**RECORDS TO PROCESS**
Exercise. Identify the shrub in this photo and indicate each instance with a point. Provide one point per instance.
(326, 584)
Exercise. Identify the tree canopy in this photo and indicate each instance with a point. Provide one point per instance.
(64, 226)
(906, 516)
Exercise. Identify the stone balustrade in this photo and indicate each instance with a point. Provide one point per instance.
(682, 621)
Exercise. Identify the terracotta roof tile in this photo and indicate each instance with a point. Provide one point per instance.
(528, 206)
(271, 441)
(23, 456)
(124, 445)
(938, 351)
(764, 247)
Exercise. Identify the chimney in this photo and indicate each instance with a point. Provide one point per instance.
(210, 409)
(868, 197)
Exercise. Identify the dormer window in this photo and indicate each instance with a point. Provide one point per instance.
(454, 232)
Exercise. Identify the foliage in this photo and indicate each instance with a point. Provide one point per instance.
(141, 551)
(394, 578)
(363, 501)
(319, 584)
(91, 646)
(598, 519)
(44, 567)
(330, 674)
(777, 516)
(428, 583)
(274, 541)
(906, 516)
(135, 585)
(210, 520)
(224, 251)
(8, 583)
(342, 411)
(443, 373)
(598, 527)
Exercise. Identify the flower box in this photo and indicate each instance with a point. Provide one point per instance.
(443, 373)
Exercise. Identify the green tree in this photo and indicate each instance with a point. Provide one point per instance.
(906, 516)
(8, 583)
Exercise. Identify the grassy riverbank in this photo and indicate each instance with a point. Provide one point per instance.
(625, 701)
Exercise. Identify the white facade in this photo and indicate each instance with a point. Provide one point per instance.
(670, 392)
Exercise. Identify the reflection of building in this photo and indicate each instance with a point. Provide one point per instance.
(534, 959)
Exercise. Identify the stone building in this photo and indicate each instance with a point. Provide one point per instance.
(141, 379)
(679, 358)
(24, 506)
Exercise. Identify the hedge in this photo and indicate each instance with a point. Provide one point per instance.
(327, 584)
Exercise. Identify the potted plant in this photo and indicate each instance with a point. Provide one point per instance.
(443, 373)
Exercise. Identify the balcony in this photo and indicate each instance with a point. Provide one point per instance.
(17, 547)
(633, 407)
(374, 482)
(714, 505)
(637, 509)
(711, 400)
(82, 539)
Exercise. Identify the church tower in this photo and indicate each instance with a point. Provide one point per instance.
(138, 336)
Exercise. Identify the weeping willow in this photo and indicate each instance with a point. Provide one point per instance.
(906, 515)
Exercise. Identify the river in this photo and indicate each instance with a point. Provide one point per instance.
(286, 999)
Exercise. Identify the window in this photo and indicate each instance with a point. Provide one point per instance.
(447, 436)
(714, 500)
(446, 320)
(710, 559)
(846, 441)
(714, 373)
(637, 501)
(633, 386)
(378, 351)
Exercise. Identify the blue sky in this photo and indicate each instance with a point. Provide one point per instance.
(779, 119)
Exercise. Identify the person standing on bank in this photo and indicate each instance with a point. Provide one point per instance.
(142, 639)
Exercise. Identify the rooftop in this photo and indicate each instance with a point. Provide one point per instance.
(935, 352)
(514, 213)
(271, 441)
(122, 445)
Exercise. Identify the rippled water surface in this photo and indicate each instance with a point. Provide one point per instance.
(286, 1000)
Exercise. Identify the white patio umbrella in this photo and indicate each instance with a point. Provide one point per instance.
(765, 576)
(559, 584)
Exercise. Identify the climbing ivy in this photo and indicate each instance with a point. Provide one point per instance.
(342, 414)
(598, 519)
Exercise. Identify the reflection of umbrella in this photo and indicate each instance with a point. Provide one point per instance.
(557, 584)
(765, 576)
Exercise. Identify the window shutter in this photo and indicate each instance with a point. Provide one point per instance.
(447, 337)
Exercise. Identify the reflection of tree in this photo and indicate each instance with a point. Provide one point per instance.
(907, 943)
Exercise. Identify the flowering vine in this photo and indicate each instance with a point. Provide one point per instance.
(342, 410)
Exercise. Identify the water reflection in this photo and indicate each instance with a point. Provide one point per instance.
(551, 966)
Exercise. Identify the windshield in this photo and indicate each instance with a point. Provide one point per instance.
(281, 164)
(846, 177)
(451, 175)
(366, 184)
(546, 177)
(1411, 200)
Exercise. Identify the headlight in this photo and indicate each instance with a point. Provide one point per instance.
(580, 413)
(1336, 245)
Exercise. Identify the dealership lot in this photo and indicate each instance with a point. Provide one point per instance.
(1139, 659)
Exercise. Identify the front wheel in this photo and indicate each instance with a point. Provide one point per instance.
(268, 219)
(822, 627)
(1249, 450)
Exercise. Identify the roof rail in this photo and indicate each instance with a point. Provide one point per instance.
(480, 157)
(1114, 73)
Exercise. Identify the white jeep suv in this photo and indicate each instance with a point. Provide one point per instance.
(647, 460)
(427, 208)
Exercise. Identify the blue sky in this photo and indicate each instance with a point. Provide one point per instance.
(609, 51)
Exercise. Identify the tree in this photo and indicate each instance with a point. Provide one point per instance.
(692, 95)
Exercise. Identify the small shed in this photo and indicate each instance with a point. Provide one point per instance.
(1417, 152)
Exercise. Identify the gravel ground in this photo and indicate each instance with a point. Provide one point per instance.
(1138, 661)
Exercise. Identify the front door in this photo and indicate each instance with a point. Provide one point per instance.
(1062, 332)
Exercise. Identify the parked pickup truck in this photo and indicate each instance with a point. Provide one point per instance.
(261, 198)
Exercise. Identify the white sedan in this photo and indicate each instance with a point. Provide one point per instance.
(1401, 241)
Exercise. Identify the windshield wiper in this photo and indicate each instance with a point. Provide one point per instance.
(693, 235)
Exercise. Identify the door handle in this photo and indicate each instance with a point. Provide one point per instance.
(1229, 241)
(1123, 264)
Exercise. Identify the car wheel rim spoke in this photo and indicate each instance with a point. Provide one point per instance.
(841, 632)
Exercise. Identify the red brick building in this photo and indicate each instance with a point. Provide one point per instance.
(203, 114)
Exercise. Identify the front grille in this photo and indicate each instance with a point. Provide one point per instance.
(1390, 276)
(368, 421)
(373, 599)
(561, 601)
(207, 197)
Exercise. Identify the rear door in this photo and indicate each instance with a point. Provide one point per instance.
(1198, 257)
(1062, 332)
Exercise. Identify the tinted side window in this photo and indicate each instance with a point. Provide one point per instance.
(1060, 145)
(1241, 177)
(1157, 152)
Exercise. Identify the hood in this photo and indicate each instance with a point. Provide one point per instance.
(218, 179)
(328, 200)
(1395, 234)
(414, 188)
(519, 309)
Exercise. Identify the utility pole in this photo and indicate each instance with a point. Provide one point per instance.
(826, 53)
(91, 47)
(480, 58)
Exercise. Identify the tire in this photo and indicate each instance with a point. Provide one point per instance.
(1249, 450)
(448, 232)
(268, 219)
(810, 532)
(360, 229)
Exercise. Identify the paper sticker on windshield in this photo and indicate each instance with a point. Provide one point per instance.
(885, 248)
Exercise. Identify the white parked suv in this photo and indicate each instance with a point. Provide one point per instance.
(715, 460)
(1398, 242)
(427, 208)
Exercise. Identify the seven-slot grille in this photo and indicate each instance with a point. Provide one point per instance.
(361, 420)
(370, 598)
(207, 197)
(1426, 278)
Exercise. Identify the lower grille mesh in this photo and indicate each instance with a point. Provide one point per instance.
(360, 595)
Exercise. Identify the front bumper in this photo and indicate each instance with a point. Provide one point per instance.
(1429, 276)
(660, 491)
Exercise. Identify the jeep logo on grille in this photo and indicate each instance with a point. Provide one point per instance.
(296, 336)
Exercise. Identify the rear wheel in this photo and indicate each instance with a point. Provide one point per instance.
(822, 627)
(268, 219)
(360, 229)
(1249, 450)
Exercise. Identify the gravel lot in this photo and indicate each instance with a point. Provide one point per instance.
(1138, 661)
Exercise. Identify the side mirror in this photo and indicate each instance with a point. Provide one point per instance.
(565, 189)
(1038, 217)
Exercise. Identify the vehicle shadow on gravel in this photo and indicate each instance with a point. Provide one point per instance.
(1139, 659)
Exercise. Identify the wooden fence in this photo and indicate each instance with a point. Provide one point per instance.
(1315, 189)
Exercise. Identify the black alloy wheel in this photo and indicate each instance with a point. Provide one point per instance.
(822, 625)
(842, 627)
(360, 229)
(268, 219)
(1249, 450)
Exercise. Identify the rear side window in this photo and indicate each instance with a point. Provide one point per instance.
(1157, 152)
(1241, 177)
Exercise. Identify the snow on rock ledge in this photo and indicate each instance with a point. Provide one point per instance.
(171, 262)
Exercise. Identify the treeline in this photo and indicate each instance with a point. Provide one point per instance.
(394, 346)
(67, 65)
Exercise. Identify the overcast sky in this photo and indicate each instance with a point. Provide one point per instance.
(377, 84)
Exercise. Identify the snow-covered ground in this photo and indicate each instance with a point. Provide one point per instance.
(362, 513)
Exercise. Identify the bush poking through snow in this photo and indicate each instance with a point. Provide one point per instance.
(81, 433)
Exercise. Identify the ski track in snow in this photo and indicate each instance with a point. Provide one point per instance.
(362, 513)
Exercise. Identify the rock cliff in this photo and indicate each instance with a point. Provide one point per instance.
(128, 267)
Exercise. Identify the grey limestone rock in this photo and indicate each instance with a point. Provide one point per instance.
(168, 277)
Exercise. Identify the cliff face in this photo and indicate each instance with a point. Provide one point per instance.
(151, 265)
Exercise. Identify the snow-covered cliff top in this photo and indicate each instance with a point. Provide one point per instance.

**DIRECTIONS**
Each line from the one with "Exercise. Identify the black" through the last line of the records must be written out word for word. Include nothing else.

**CORRECT RESPONSE**
Exercise. Identify the black alloy wheel in this photo and indicate each instance with a point. Provide one point per instance.
(822, 625)
(842, 627)
(360, 229)
(268, 219)
(1249, 450)
Exercise. Identify the rear side window in this photo and indicate each instance with a point. Provide one point per instance.
(1157, 152)
(1241, 177)
Exercise. Identify the snow on rock ledge in this photo and indicate each instance with a point. Provide one point per instance.
(171, 262)
Exercise. Identify the treeline in this photo and indicate each instance with a point. Provide one point per instance.
(394, 346)
(67, 65)
Exercise. Identify the overcast sky in this photo and indicate each instance with a point. Provide one point per instance.
(377, 84)
Exercise. Identify the snow-covered ground in this photo and indicate each instance with a point. Provide one point per instance.
(362, 513)
Exercise. Identify the bush poking through snow in this photo and indicate each instance with a point. Provide one point per instance.
(81, 433)
Exercise. Identify the ski track in snow in this photo and indicate each instance with a point. Provide one point per instance.
(362, 513)
Exercise. Identify the rock cliff in this photo and indicate each instance with a point. Provide one point per instance.
(128, 267)
Exercise. Identify the grey limestone rock in this photo and indicate each instance with a point. Provide one point per instance.
(168, 277)
Exercise. Identify the cliff face in this photo and indicate each instance with a point. Provide one point per instance.
(151, 265)
Exercise. Identify the snow-covered cliff top in this photo and indicate each instance with a point. Provide one point per instance.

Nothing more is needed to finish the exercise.